> **데이터셋 행**
--------
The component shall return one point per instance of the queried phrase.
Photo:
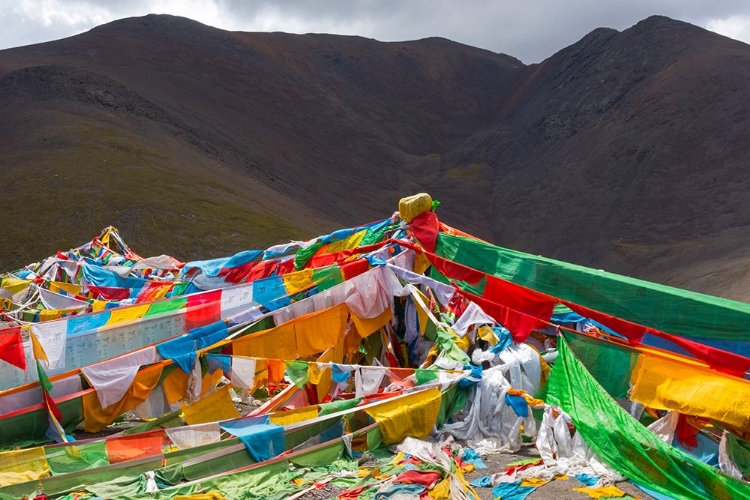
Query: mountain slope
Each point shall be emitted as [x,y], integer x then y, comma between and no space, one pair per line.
[623,151]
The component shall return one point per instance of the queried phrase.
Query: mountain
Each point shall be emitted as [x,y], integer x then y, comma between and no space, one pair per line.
[625,151]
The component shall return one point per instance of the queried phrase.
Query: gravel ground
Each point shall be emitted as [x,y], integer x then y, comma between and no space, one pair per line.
[329,491]
[557,489]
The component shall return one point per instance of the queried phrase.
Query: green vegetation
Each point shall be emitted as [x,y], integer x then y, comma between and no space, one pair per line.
[83,178]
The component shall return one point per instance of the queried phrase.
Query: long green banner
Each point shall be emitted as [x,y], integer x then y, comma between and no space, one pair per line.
[657,306]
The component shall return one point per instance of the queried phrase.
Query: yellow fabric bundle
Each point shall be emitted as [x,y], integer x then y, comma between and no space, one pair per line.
[128,313]
[667,384]
[298,281]
[293,416]
[411,206]
[18,466]
[413,415]
[216,406]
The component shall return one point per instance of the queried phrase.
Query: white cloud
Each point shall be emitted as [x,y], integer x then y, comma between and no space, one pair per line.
[737,27]
[528,30]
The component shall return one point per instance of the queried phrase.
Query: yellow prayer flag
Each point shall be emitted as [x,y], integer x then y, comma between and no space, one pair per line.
[96,418]
[666,384]
[293,416]
[216,406]
[14,285]
[18,466]
[127,313]
[98,305]
[70,288]
[421,263]
[352,241]
[610,491]
[412,415]
[297,281]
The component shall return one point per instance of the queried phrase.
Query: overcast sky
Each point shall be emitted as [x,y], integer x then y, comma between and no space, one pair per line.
[528,29]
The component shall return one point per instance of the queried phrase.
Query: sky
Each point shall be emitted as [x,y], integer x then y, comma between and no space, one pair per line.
[530,30]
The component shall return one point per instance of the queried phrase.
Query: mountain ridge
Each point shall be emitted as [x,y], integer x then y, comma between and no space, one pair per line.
[622,151]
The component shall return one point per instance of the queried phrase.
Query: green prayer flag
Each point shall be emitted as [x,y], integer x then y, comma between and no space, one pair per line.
[297,371]
[626,445]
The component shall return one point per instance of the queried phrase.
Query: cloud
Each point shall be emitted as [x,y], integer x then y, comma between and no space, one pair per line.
[737,27]
[529,30]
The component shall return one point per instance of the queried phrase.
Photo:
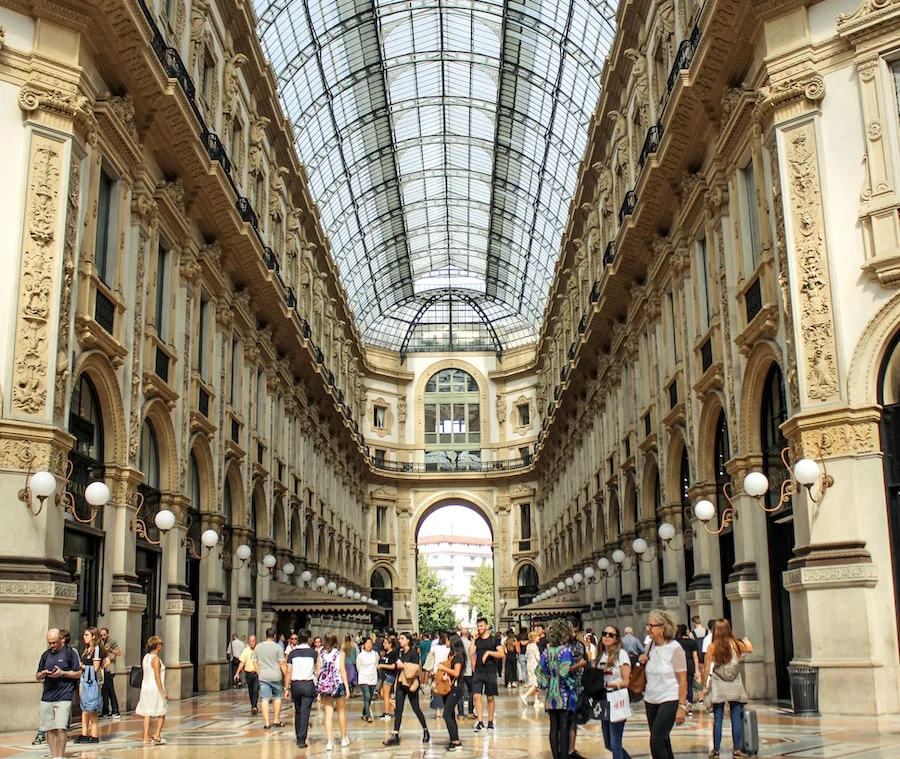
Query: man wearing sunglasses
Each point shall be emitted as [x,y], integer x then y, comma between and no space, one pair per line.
[59,670]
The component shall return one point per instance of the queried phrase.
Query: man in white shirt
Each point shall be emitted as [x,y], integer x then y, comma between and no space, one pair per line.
[233,654]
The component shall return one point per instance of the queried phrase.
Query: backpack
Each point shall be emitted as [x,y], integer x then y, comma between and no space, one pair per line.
[90,690]
[329,682]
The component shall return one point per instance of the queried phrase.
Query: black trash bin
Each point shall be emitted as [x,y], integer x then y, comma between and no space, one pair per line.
[804,689]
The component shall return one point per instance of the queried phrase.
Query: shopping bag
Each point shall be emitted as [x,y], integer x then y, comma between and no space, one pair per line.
[619,705]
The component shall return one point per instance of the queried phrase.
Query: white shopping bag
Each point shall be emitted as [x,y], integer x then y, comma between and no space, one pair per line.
[619,705]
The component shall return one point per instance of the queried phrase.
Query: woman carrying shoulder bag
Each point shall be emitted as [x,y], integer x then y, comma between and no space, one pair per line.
[616,666]
[722,669]
[452,667]
[665,697]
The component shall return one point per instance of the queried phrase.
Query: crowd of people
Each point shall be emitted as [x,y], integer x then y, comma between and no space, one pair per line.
[458,672]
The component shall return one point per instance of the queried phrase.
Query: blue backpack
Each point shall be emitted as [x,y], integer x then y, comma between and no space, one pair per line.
[90,690]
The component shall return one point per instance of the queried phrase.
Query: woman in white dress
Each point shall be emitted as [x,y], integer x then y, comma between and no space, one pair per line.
[153,692]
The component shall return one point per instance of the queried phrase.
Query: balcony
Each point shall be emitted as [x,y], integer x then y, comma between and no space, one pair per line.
[451,466]
[609,255]
[651,143]
[628,205]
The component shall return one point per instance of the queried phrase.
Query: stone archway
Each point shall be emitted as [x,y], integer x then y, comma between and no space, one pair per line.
[503,596]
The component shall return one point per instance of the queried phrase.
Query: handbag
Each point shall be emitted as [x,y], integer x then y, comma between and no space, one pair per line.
[637,683]
[442,685]
[619,705]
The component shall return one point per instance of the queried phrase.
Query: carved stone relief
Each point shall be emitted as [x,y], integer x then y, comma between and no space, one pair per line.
[63,370]
[816,314]
[29,394]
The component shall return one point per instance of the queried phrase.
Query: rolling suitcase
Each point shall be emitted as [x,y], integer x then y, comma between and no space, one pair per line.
[749,732]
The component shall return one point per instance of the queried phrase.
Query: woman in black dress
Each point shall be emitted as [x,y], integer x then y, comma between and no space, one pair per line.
[407,689]
[453,668]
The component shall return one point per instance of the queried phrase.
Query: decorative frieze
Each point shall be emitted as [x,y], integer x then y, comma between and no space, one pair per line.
[37,592]
[814,288]
[30,385]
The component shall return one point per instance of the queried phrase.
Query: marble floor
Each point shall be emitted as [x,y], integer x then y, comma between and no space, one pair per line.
[220,725]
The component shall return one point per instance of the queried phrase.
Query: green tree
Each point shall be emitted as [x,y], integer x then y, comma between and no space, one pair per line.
[481,594]
[435,603]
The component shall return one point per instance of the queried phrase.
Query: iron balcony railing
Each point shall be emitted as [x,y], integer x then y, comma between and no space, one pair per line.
[440,467]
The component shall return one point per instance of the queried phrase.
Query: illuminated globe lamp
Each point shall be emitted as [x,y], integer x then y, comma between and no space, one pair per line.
[164,520]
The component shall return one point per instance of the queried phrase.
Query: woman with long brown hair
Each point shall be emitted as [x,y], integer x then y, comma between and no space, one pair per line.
[616,666]
[91,663]
[331,682]
[722,669]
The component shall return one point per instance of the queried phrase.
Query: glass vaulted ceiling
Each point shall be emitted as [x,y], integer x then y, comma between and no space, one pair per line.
[442,140]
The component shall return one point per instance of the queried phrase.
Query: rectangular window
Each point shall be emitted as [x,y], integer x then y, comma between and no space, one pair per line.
[260,397]
[104,258]
[703,295]
[525,520]
[161,286]
[524,415]
[237,142]
[202,328]
[381,524]
[235,371]
[673,335]
[751,222]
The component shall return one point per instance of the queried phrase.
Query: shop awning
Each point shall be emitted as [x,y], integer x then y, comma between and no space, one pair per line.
[553,607]
[285,597]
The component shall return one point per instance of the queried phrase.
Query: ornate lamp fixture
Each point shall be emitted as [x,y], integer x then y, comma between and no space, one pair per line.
[163,519]
[806,472]
[209,539]
[41,485]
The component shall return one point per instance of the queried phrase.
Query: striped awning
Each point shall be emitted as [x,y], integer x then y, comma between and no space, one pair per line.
[286,597]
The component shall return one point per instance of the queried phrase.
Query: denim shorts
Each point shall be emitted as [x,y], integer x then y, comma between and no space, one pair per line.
[269,690]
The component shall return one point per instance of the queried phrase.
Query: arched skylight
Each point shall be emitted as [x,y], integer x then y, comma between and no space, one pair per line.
[442,140]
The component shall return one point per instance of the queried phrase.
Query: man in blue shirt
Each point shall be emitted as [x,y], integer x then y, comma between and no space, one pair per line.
[59,670]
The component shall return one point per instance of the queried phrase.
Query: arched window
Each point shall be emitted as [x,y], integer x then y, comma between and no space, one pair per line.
[452,414]
[721,454]
[528,584]
[148,460]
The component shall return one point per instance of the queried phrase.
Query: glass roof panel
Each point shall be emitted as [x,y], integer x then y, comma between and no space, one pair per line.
[442,143]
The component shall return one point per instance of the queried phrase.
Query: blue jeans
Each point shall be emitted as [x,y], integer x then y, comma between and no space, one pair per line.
[367,691]
[612,739]
[737,711]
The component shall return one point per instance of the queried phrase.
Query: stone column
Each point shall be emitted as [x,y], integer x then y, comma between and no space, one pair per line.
[127,600]
[214,668]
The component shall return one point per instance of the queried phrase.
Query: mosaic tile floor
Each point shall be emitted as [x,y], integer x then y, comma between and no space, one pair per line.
[220,725]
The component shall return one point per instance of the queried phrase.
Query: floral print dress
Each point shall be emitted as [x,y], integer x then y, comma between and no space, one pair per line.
[553,677]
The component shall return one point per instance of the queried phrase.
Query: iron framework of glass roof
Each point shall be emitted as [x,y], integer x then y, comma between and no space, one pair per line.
[442,140]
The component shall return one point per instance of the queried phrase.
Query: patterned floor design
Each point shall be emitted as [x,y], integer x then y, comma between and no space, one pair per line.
[220,725]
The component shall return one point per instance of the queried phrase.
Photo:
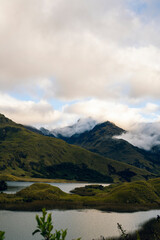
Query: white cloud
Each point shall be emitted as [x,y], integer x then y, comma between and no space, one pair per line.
[79,49]
[88,47]
[144,135]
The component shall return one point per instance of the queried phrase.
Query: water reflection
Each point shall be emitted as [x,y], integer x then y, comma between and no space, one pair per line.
[87,224]
[14,187]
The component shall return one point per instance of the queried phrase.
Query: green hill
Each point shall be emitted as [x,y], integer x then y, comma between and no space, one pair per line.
[25,153]
[133,196]
[101,140]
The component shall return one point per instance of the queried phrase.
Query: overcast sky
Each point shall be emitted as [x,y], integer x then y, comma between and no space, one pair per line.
[63,60]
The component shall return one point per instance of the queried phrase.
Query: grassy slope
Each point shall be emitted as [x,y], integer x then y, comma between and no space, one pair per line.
[24,153]
[99,140]
[134,196]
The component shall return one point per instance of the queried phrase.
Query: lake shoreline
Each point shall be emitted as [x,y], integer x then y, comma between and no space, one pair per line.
[49,205]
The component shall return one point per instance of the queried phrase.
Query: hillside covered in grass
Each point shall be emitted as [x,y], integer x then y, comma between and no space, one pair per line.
[28,154]
[101,139]
[133,196]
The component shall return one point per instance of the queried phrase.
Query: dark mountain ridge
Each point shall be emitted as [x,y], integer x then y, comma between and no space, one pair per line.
[27,153]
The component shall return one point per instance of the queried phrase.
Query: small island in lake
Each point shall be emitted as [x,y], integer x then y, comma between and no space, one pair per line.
[133,196]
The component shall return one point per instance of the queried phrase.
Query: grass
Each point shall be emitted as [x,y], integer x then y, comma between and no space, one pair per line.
[30,155]
[134,196]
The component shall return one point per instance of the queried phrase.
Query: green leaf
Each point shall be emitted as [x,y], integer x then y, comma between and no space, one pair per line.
[37,230]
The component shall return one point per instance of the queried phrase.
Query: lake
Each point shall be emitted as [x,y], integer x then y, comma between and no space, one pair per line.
[87,224]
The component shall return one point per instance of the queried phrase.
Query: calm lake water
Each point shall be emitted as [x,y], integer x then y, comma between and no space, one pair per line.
[88,224]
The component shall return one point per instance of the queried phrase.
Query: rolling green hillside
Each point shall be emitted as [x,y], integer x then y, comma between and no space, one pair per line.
[133,196]
[100,140]
[25,153]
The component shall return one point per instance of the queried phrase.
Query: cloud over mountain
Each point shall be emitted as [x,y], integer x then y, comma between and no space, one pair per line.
[79,51]
[144,135]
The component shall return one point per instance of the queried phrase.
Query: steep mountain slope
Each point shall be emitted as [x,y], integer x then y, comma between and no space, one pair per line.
[101,140]
[26,153]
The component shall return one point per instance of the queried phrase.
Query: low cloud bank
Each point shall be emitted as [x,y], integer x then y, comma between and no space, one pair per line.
[143,135]
[80,126]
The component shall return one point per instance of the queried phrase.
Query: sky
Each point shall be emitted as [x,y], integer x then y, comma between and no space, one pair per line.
[63,60]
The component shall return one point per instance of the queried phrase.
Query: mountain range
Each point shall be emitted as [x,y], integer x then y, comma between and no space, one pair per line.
[107,140]
[29,153]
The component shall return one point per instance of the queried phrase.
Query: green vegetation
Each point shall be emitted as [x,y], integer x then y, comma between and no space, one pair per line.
[149,231]
[133,196]
[100,140]
[3,185]
[28,154]
[45,227]
[2,237]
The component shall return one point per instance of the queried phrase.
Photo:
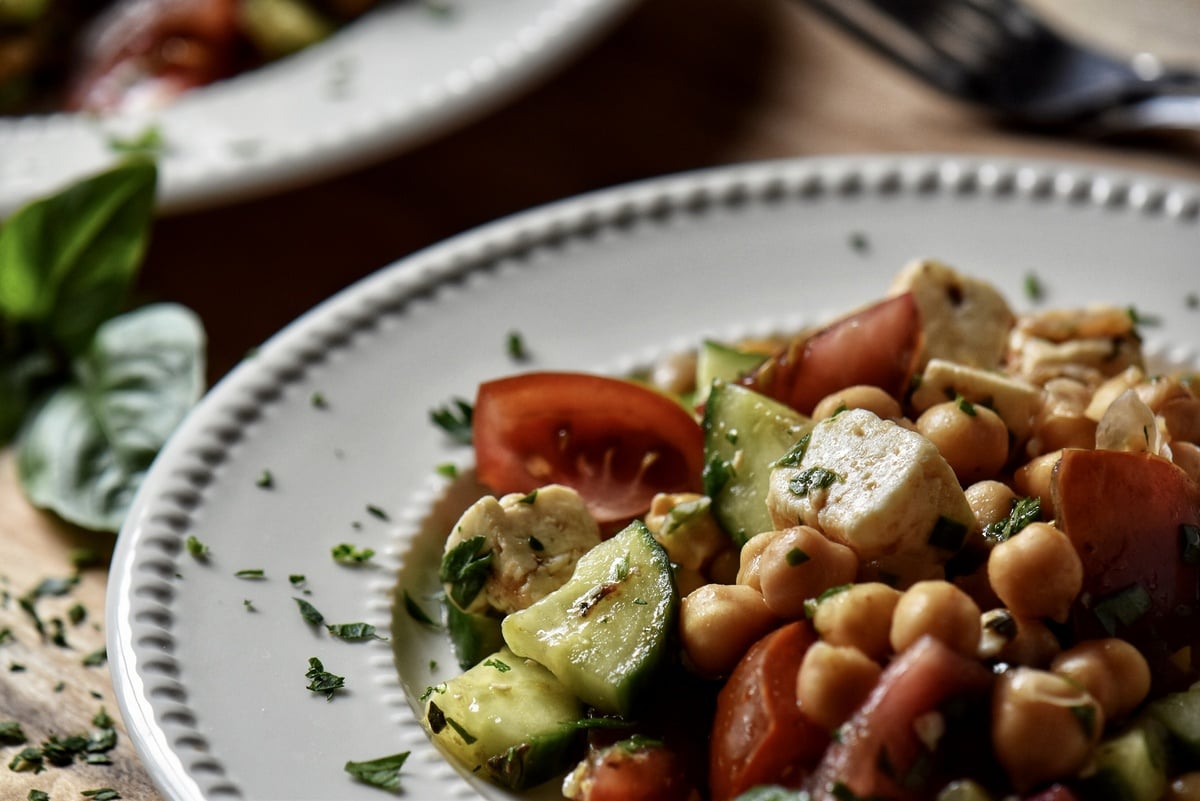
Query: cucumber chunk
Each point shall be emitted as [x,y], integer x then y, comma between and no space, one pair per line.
[1180,715]
[486,718]
[719,361]
[605,632]
[744,433]
[1129,766]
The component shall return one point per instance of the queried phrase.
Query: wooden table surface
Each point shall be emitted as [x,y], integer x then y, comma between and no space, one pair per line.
[681,84]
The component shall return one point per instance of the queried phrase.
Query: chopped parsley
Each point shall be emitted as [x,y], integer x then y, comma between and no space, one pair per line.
[322,681]
[1024,511]
[309,612]
[11,734]
[1189,544]
[353,632]
[795,455]
[417,613]
[1123,608]
[797,556]
[715,475]
[455,419]
[148,140]
[516,347]
[348,554]
[466,570]
[1033,288]
[382,772]
[813,479]
[196,548]
[947,534]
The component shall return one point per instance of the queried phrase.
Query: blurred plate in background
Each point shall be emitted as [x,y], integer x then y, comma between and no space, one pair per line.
[395,78]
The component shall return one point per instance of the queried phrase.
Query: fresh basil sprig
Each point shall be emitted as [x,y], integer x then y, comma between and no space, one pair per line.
[89,390]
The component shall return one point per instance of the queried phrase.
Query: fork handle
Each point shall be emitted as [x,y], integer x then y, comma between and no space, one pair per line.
[1159,113]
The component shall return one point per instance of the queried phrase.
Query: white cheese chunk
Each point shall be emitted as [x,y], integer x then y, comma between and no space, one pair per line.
[964,319]
[535,541]
[874,486]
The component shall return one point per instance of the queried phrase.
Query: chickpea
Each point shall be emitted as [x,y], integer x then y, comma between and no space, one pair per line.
[990,500]
[1062,420]
[833,681]
[1113,670]
[1043,726]
[724,568]
[858,616]
[971,437]
[750,558]
[862,396]
[676,373]
[719,622]
[1037,572]
[1017,640]
[941,610]
[799,565]
[1033,480]
[1183,788]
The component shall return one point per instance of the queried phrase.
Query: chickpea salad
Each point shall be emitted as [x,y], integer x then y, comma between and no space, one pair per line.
[934,549]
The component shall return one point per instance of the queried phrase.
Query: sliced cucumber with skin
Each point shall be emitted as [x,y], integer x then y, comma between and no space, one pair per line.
[606,631]
[744,434]
[507,718]
[1129,766]
[473,636]
[720,361]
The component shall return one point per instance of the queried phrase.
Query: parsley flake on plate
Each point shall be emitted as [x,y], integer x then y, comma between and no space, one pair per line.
[349,554]
[382,772]
[323,681]
[455,419]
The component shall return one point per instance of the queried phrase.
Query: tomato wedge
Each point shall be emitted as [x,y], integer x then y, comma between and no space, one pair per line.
[760,735]
[615,441]
[877,345]
[1134,519]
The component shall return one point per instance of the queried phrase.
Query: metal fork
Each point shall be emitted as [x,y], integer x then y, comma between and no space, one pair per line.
[999,54]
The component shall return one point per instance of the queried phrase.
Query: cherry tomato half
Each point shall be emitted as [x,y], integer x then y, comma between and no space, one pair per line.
[615,441]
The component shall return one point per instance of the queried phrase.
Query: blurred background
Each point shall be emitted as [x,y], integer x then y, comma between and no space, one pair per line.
[677,85]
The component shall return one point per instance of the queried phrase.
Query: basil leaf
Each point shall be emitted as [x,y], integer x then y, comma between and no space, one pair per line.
[85,450]
[67,262]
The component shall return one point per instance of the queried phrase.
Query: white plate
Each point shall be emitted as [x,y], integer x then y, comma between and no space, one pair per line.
[214,694]
[393,79]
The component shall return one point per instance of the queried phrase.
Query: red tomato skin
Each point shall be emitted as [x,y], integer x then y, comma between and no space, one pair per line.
[1123,512]
[161,46]
[1054,793]
[760,736]
[917,681]
[877,345]
[646,774]
[587,432]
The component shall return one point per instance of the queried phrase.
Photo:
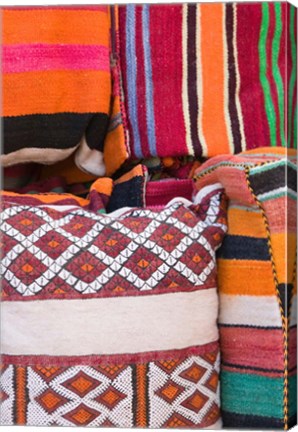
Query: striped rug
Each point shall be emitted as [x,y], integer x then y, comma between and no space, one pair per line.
[190,90]
[258,300]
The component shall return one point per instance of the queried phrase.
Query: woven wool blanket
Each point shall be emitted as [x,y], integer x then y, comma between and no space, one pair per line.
[128,304]
[57,87]
[257,285]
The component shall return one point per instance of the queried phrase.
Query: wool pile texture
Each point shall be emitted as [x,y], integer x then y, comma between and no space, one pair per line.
[208,79]
[128,303]
[56,84]
[257,287]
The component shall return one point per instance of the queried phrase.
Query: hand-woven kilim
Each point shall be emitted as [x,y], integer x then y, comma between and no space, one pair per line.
[116,314]
[56,84]
[208,79]
[256,279]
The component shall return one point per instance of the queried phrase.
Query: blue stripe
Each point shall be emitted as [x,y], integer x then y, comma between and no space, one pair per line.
[131,64]
[149,81]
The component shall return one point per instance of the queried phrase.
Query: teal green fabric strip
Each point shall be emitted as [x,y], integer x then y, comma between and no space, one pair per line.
[276,71]
[252,394]
[269,106]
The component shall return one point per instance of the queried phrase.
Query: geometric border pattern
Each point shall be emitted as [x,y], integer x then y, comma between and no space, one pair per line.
[167,393]
[52,253]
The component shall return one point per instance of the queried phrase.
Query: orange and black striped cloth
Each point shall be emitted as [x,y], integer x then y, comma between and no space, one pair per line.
[56,84]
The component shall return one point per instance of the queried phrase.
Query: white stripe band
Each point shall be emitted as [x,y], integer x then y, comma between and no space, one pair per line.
[109,325]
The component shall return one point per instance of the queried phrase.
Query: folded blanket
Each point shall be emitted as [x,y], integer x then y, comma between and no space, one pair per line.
[56,85]
[257,285]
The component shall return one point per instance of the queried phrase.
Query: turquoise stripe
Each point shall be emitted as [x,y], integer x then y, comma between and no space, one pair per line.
[132,74]
[292,395]
[149,81]
[276,72]
[252,394]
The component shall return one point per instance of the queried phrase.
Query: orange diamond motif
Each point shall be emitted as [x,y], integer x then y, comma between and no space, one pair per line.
[81,384]
[195,402]
[27,268]
[111,370]
[194,373]
[168,365]
[168,237]
[170,391]
[111,397]
[143,263]
[50,400]
[82,415]
[212,382]
[78,226]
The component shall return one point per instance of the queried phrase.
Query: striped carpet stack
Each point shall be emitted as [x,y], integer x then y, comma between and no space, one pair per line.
[256,274]
[189,90]
[56,84]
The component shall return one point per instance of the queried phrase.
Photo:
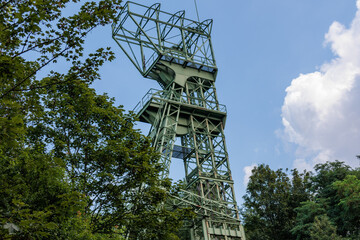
--------
> **해야 할 일**
위 항목에서 "ridge"라는 단어가 들어 있는 줄을 하나도 빠짐없이 모두 보여 줄 수 있나요?

> **출력**
Query: mountain ridge
Query: dark mountain ridge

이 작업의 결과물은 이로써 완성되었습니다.